[SOURCE PASSAGE]

BARBARA: So today I’m talking with Mari Shofner, who is a Transformational Life Coach with a story of her own healing journey. Hi, Mari!

MARI: Hi there. How are you?

BARBARA: I’m good. How are you?

MARI: I’m good. I’m very grateful to be here today.

BARBARA: I’m glad you’re here.
Why don’t we start with a little of your story, of your health journey?

MARI: That’s a huge question. Let’s see here.
I am in my early 40s, just so we can get an idea of the journey that this healing journey was like. And I remember feeling tired just before graduating from high school. And I just thought I was, I was aware, I was pushing myself hard. I was a track runner. And I was a huge in my grades. So I slept very little. And I was looking for that one day when I would have rest, one day when it was always looking forward to my Sundays when I could sleep in. However, when I went to college, I got even more tired. And I caught mono and bronchitis at the same time. And I would say at that point, I could say I never felt the same again.

I was told that I might have an autoimmune disease, and I got tested, it came out negative.

But then years passed, and I was still tired, and I knew something was wrong.

We can fast forward about 10 years and now I’m in my I would say late 20s and at this point I’ve been diagnosed with IBS. I’ve been diagnosed with depression. And I was taking medication for both. I had three specialists working on my body that included a therapist, well, a psychiatrist that prescribed medicine coupled with a therapist. I had a gastroenterologist and I had an internist. I also had issues with my eyes at the time, now that I’m remembering and had been diagnosed with a very rare eye disease that has resolved.

BARBARA: It has resolved?

MARI: Yeah, it has resolved. I was told by the specialist that in his expertise with a rare disease, that it resolved around age 40. For me it resolved earlier than that, but I was still having eye issues. So I had those things going on. But the exhaustion just worsened every year. And by the time I was in my early 30s, I started to develop migraines. And they were getting quite horrendous and the worst migraine I had was over 30 days, 34 days. At the time, I was married to a doctor who’s able to fill me in with an MRI with a neurologist, which is kind of a big deal. It’s kind of hard to get a neurologist appointment right away. But everything came out normal and I couldn’t believe it. At the time it was extremely painful. I remember by that time of my life, I remember saying very often. I’m tired of being tired. That was like, I think I thought that 1000 times a day. I was so exhausted.

And then I just thought part of me thought it was kind of normal. Like I knew it was not normal but I didn’t realize how much pain I was in or how not normal that was until later. And I finally, in 2013… Well, let me rephrase that. When the happened I finally started looking outside of the medical field and I started seeing an acupuncturist. Because I was desperate, I was like anything to get this headache to go away. And the acupuncture helped. The headache didn’t go away, but it felt like a like a veil was lifted. The feeling that it would go away, came into the body, and it did. She helped me significantly with headaches.

[/SOURCE PASSAGE]
[DATA SHOWN]

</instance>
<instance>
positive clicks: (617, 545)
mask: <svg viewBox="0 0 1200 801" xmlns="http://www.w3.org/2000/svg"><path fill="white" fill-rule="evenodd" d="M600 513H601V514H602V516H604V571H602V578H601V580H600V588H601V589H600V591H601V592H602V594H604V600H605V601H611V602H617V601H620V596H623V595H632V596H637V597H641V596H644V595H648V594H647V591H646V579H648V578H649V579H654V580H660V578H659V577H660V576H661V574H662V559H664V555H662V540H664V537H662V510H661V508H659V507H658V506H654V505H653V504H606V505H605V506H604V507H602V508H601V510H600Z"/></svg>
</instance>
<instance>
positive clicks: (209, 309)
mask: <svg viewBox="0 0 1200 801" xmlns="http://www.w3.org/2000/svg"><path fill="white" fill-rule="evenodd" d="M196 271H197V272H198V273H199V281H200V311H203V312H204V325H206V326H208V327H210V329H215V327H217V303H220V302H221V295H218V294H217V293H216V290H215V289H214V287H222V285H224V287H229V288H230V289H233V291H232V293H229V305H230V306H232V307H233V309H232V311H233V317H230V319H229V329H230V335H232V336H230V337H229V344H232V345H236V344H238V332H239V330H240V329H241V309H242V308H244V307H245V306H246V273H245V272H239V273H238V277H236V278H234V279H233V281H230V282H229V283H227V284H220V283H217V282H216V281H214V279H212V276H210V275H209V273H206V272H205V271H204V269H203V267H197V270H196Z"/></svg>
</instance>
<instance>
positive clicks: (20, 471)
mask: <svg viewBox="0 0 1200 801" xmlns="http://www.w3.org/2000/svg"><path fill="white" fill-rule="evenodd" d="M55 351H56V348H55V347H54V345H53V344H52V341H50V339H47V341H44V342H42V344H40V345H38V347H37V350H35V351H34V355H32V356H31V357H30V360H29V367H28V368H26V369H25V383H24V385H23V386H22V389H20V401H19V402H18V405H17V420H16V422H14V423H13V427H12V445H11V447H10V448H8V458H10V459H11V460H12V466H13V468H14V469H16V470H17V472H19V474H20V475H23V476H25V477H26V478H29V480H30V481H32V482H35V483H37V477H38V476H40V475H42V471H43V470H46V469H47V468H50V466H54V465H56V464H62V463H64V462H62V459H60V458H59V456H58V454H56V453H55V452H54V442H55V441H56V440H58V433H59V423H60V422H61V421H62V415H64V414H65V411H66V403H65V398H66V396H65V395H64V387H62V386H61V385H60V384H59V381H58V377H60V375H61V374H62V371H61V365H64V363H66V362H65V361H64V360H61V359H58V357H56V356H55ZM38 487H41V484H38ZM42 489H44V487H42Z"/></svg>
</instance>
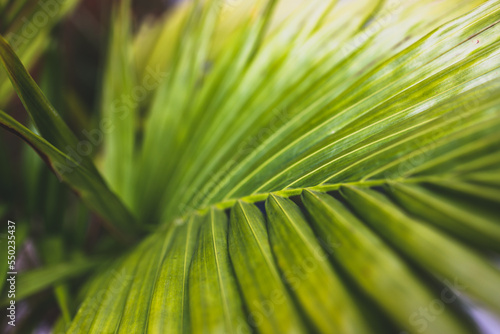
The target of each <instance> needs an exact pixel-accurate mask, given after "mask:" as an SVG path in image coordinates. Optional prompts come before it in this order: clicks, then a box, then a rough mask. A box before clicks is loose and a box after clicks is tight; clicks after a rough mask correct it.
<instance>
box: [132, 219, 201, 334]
mask: <svg viewBox="0 0 500 334" xmlns="http://www.w3.org/2000/svg"><path fill="white" fill-rule="evenodd" d="M201 220H202V218H201V217H200V216H193V217H191V218H190V219H189V220H188V221H179V222H178V224H180V225H175V227H174V231H173V233H175V235H174V237H173V242H172V245H171V247H170V248H169V250H168V252H167V254H166V257H165V259H164V260H163V263H162V266H161V269H160V273H159V275H158V277H157V280H156V283H155V288H154V291H153V297H152V300H151V306H150V310H149V320H148V327H147V332H148V333H183V332H189V331H190V321H189V295H188V285H189V277H188V275H189V270H190V266H191V261H192V258H193V254H194V250H195V247H196V240H197V239H198V233H199V229H200V223H201ZM124 330H127V328H124Z"/></svg>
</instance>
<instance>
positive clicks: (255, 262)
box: [229, 201, 307, 333]
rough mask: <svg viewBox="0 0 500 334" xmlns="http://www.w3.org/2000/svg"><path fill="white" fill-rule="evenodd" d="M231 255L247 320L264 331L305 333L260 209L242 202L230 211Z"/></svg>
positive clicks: (230, 242)
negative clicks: (279, 265)
mask: <svg viewBox="0 0 500 334" xmlns="http://www.w3.org/2000/svg"><path fill="white" fill-rule="evenodd" d="M229 254H230V255H231V261H232V263H233V267H234V271H235V275H236V278H237V279H238V282H239V284H240V289H241V292H242V295H243V297H244V300H245V304H246V305H247V307H248V311H249V315H248V322H249V324H250V325H252V326H253V327H255V328H256V329H257V330H258V331H259V332H261V333H305V332H307V331H306V327H305V325H304V323H303V320H302V317H301V316H300V313H299V311H298V310H297V308H296V306H295V305H294V303H293V302H292V299H291V297H290V295H289V292H288V290H287V289H286V287H285V284H284V283H283V281H282V279H281V276H280V273H279V271H278V268H277V266H276V263H275V261H274V258H273V254H272V251H271V246H270V245H269V240H268V235H267V231H266V222H265V220H264V217H263V216H262V213H261V212H260V210H259V209H258V208H257V207H256V206H254V205H253V204H250V203H245V202H242V201H239V202H237V203H236V204H235V206H234V207H233V208H232V210H231V224H230V226H229Z"/></svg>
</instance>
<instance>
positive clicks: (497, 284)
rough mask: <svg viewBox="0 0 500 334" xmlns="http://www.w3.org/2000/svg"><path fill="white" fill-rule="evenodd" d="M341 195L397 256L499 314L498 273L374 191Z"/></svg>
mask: <svg viewBox="0 0 500 334" xmlns="http://www.w3.org/2000/svg"><path fill="white" fill-rule="evenodd" d="M341 193H342V195H343V196H344V197H345V198H346V200H347V201H348V203H349V204H350V205H352V206H353V208H354V211H355V213H356V214H358V215H360V216H361V217H362V218H363V219H364V221H366V222H367V223H368V224H370V226H371V227H373V228H374V229H375V230H376V231H377V232H378V233H379V234H380V235H382V236H383V237H384V238H385V240H386V241H387V242H389V243H390V244H391V245H393V246H394V247H396V248H397V249H398V250H399V251H400V252H402V253H404V254H405V255H406V256H408V257H409V258H411V259H412V260H413V261H415V262H416V263H418V264H419V265H420V266H421V267H422V268H423V269H425V270H427V271H429V272H431V273H433V274H435V275H436V276H438V278H440V279H442V280H446V282H453V283H452V284H455V285H457V284H458V289H459V290H460V289H461V290H463V291H464V293H466V294H467V295H470V296H471V297H473V298H475V299H476V300H478V301H479V302H480V303H484V304H486V305H487V306H488V307H491V308H492V309H493V310H495V311H496V312H500V300H499V299H498V296H499V294H500V286H499V285H498V282H499V281H500V271H499V270H498V269H495V268H493V266H492V265H491V264H489V263H487V262H486V261H485V260H484V259H483V258H481V256H480V255H479V254H477V253H476V252H474V251H473V250H471V249H469V248H468V247H466V246H464V245H462V244H461V243H459V242H458V241H456V240H454V239H453V238H451V237H449V236H447V235H445V234H443V233H441V232H440V231H438V230H436V229H435V228H433V227H430V226H429V225H428V224H426V223H424V222H422V221H419V220H416V219H414V218H411V217H409V216H408V214H406V213H405V212H404V211H403V210H402V209H400V208H399V207H397V206H396V205H394V203H392V202H390V201H389V200H388V199H387V197H384V196H383V195H381V194H380V193H377V192H376V191H374V190H367V189H361V188H355V187H342V188H341ZM429 250H432V252H430V251H429ZM450 259H457V260H455V261H453V260H451V261H450ZM448 284H450V283H448Z"/></svg>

[/DATA SHOWN]

** REQUIRED TASKS **
a: Answer these questions from the interview with Mari Shofner:
(i) Which two illnesses did Mari catch at the same time in college?
(ii) Which two conditions had she been diagnosed with by her late 20s?
(iii) Who did she start seeing when she looked outside the medical field?
b: Please carry the interview with Mari Shofner forward from its last line.
The rows are separate material from the interview.

** EXPECTED OUTPUTS **
a:
(i) Mono and bronchitis.
(ii) IBS and depression.
(iii) An acupuncturist.

b:
The fatigue however, did not. I went with her for two years and in that two years it was fatigue and IBS I would have experiences what I called at the time bouts. Where I didn’t know when, I didn’t know what would cause it, but I would have an experience that could last anywhere from two to six hours of dry heaving and diarrhea and stomach pains that felt like intestinal contractions. Contractions meaning equivalent to the pain of delivery type of contractions. Yeah, they were very painful. And when I went to the hospital for those types of pain, after all the tests and everything, I would come out like, oh, you’re normal. Everything’s fine. Minor inflammation goes to your IBS, you know, your gastroenterologist and I would see him I would get the endoscopy, the colonoscopy and everything would come back normal with minor inflammation.

So at this point, I was basically told that I was never going to heal. I was told that I was finally diagnosed at that point with chronic fatigue. So I had now the diagnosis of chronic fatigue, depression and irritable bowel syndrome and I was told that I should probably apply for disability, and that I would most likely develop an autoimmune disease and we’ll just kind of watch you till you get that.

That was 2013. And I remember leaving the office realizing at that point that this was more serious than I had thought because I was at a point where the professionals were telling me that there was no solution, ever.

I would say that was the turning point for my journey, where I definitively decided that I would never stop trying to find a way to live a life I loved.

BARBARA: Yeah. It’s either that or give up.

MARI: I knew if I gave up it would, it would probably worsen. It something in me like I did it. I know it now, especially with this journey. This journey has become not just a healing journey physically, but emotionally, I’m happier. Mentally, I’m more at peace. And spiritually, I feel so certain that I can trust that I’m exactly where I need to be in the world. And that part of me has always been with me, that part of me was with me that day.

BARBARA: Wow.
And so, do you want to talk about what your turning point, what you did?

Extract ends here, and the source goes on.